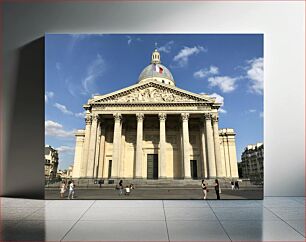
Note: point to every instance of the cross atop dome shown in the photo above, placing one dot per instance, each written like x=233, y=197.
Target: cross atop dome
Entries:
x=155, y=57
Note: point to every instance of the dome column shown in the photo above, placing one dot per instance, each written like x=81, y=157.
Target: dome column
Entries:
x=186, y=146
x=116, y=145
x=139, y=141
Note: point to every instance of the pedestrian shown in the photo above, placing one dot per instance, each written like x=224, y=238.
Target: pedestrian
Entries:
x=127, y=190
x=217, y=189
x=62, y=189
x=120, y=187
x=71, y=190
x=237, y=185
x=100, y=183
x=205, y=189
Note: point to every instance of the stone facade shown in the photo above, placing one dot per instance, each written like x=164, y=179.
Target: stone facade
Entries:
x=51, y=162
x=154, y=130
x=252, y=162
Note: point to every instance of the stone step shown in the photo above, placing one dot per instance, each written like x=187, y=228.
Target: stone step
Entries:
x=225, y=183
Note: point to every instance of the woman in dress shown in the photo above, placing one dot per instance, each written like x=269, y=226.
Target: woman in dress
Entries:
x=62, y=189
x=217, y=189
x=204, y=188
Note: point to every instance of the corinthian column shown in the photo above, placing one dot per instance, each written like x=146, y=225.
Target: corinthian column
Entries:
x=186, y=146
x=92, y=146
x=220, y=166
x=162, y=143
x=138, y=171
x=88, y=120
x=210, y=147
x=116, y=144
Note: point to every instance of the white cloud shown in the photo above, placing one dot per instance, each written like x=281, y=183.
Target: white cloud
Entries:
x=131, y=39
x=94, y=70
x=204, y=72
x=63, y=109
x=256, y=75
x=219, y=99
x=80, y=115
x=225, y=83
x=48, y=95
x=183, y=56
x=166, y=48
x=65, y=149
x=55, y=129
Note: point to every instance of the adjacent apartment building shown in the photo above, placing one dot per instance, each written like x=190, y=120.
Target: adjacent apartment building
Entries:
x=252, y=162
x=51, y=162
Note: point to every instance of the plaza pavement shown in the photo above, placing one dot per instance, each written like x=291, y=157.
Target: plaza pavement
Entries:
x=156, y=193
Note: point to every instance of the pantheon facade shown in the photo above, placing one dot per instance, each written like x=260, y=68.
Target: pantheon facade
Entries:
x=154, y=130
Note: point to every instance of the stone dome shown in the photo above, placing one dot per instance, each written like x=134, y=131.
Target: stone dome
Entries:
x=156, y=71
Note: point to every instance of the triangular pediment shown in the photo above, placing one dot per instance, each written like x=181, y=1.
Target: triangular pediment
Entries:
x=152, y=92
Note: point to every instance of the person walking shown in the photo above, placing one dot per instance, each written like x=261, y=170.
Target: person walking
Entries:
x=205, y=189
x=71, y=190
x=217, y=189
x=236, y=185
x=127, y=190
x=120, y=187
x=62, y=189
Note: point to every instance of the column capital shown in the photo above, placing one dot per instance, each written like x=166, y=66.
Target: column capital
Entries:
x=162, y=116
x=207, y=116
x=88, y=119
x=185, y=116
x=117, y=117
x=139, y=116
x=215, y=117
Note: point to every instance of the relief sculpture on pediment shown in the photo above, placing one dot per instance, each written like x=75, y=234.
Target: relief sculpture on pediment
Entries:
x=151, y=94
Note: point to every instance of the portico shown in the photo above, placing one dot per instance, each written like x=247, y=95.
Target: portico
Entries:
x=154, y=130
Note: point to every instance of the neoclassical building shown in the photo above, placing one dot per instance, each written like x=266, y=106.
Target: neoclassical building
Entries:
x=154, y=130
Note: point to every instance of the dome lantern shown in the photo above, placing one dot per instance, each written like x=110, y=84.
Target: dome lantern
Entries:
x=155, y=57
x=156, y=71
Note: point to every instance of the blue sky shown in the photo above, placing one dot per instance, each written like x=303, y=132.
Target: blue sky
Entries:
x=230, y=67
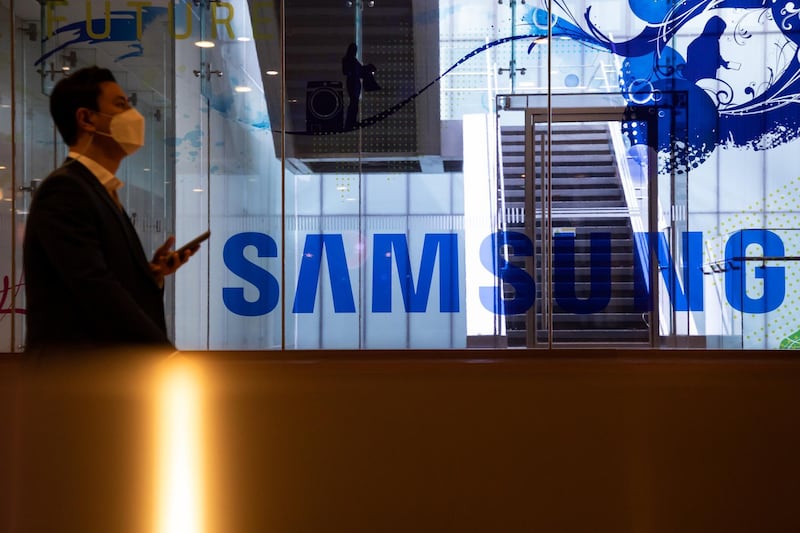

WHAT YOU NEED TO DO.
Shift every coordinate in the answers up by 76 for the lines running from the one containing "Note: point to every instance of the dome lantern" through the end of the rows above, both ends included. Write out those lines in full with their requests, leaving out the pictures.

TASK RESULT.
Note: point to every instance of the dome lantern shown in the photo above, placing one dot per instance, each written like x=110, y=84.
Target: dome lantern
Entries:
x=231, y=133
x=232, y=147
Note: point to every instance of the blue sky shown in the photo above, placing one dot per instance, each written like x=303, y=132.
Target: blue sky
Entries:
x=306, y=143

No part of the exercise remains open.